### Excerpt to read:
++++++++

Sgt. Tovar is a sniper, but he and his commander are adamant that Israeli troops could not have killed Mohammed if he was, as his parents say, an unarmed boy throwing stones.

"The last thing I want to do is to kill someone who doesn't want to hurt me or our soldiers," Tovar says. "In my opinion a child who throws rocks at a soldier is still innocent."

His commander, Lt. Col. Erez Winner, insists that his snipers must seek his permission by radio before taking a shot, except when the conflict gets intense. In those instances - such as on Oct. 1 - Colonel Winner says the snipers may only shoot at armed opponents who are firing on Israeli soldiers.

Tovar acknowledges that he and his colleagues have shot armed Palestinians in the building where Mohammed was killed. They invite this reporter to peer through the scope of Tovar's rifle. It seems easy to tell whether someone in the sights is armed or not.

* * *

Sorting out how Mohammed actually died will take a careful investigation, if such a thing ever takes place. For now, he takes his place among a number of young Palestinians who have been killed since sustained violence broke out 14 days ago.

++++++++

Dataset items
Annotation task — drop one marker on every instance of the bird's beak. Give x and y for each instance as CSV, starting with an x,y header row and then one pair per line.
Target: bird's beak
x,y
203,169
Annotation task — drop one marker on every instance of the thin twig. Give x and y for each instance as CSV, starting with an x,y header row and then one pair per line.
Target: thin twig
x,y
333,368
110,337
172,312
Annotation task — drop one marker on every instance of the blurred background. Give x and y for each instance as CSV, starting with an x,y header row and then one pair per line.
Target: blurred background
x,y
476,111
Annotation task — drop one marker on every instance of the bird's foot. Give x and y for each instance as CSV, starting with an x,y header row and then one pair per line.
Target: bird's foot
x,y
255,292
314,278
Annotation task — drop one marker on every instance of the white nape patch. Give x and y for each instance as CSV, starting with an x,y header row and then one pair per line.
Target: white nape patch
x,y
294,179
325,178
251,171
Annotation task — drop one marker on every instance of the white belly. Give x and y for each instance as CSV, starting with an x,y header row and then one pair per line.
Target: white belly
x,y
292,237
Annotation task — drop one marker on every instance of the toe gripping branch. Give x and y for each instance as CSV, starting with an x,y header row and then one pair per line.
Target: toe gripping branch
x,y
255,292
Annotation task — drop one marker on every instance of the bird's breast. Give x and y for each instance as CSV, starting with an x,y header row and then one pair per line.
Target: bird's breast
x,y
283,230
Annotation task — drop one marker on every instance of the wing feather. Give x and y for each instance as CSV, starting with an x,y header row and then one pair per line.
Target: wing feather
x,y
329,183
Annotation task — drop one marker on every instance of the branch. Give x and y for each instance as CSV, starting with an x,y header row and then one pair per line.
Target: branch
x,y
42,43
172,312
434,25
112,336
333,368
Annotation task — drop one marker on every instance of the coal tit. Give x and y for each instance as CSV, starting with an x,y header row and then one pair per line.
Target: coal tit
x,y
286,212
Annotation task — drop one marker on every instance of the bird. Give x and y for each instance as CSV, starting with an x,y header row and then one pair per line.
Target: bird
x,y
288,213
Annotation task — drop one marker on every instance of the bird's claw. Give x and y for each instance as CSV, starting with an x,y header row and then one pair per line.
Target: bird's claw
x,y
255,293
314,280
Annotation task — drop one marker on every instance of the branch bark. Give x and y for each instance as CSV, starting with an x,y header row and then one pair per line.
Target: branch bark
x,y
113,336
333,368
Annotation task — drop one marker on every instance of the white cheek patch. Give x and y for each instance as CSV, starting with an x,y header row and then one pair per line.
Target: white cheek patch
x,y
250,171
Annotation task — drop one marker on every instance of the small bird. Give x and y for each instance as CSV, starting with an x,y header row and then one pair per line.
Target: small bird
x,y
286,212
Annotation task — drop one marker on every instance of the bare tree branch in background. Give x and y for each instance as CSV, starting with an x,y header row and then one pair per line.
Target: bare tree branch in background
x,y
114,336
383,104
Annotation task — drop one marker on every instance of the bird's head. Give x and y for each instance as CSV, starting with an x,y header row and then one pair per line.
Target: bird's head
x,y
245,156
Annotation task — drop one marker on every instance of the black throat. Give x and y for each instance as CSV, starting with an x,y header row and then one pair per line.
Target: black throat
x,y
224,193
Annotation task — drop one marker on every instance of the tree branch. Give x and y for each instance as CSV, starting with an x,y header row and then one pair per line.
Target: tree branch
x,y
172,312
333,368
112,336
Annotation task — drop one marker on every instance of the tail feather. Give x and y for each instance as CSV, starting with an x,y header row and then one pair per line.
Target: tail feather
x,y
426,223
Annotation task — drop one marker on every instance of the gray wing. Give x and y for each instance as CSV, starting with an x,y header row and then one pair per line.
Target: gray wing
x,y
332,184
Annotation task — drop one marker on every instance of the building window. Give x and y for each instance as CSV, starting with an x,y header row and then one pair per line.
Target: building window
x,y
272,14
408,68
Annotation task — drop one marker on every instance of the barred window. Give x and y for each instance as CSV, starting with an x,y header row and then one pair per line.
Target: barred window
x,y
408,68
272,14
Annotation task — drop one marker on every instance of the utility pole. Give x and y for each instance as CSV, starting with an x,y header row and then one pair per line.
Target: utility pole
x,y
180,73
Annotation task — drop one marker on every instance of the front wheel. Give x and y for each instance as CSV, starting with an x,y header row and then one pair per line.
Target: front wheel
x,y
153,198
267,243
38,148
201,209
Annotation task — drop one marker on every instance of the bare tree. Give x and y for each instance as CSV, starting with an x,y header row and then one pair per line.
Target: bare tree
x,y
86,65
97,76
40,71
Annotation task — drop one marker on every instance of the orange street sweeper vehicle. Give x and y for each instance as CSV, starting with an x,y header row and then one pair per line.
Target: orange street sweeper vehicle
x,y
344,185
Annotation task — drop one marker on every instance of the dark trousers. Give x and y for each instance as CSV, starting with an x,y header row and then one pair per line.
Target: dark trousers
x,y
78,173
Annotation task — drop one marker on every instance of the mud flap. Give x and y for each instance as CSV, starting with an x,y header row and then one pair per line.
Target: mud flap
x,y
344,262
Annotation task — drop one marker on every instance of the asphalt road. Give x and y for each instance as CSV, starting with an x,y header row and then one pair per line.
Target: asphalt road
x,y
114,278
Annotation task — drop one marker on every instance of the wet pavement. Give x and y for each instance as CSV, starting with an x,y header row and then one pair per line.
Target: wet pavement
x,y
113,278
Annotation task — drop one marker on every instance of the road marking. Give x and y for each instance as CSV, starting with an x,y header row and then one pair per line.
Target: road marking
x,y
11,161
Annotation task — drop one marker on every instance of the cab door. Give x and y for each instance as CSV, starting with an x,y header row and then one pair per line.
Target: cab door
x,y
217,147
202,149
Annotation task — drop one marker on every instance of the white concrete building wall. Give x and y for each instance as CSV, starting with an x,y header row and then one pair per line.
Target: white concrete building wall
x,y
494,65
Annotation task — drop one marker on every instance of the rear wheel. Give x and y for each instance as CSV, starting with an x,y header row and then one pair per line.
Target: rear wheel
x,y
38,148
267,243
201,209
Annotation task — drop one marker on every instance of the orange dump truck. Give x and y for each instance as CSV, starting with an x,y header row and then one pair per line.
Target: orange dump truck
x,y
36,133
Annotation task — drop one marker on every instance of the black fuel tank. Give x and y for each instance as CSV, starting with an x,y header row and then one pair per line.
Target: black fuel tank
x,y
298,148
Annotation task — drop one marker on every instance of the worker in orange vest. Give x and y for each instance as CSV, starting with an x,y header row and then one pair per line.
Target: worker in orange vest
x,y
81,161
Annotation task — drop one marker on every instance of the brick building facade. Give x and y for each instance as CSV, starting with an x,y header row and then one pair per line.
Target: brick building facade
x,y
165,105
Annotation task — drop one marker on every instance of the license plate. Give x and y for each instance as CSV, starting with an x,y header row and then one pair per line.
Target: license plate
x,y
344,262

++++++++

### Exercise requirements:
**1.** In the excerpt about Sgt. Tovar, what must snipers do before taking a shot when the conflict is not intense?
**2.** Resume the excerpt about Sgt. Tovar, picking up right after its final sentence.

### Responses for each task:
**1.** They must seek permission from their commander, Lt. Col. Erez Winner, by radio.

**2.**
The United Nations Children's Fund, as of this Wednesday, reported that 22 young people under the age of 18 have died and more than 1,000 injured in the violence. That means roughly a quarter of those who have been killed are minors, a reality that undergirds Palestinian charges that the Israelis are using excessive force to contain the unrest.

Israeli soldiers counter that they are following strict rules of engagement in addressing all-out assaults by youths and men throwing stones, backed up by others using pistols, rifles, and automatic weapons.

Lt. Amit Meiselles asks a visitor "to understand that this situation isn't easy." Even though Israel's soldiers are better armed, better protected, and more disciplined, it is no picnic to sit in an armored jeep facing wave upon wave of stones, the flame-bursts of Molotov cocktails, and occasional gunfire. A soldier in such a situation "is scared, he has fear, but he knows he is not alone," says Lieutenant Meiselles.

Their colleagues are on hills, on top of buildings, and spread out over the landscape, ready to kill armed Palestinians or those who threaten the life of an Israeli.

* * *

Mohammed was not ignorant about the forces arrayed against him. His parents say he was deeply moved by the death, on Sept. 30, of a friend in the neighborhood. That boy was also shot, apparently by an Israeli sniper.

Mrs. Daoud and her husband Nabil Ali Daoud, a construction engineer, say Mohammed put on clean clothes and new shoes on Oct. 1 and refused his mother's orders to stay home. His father was away on business.

There had been disturbances for two days and Mohammed would not be deterred from joining his friends in the streets.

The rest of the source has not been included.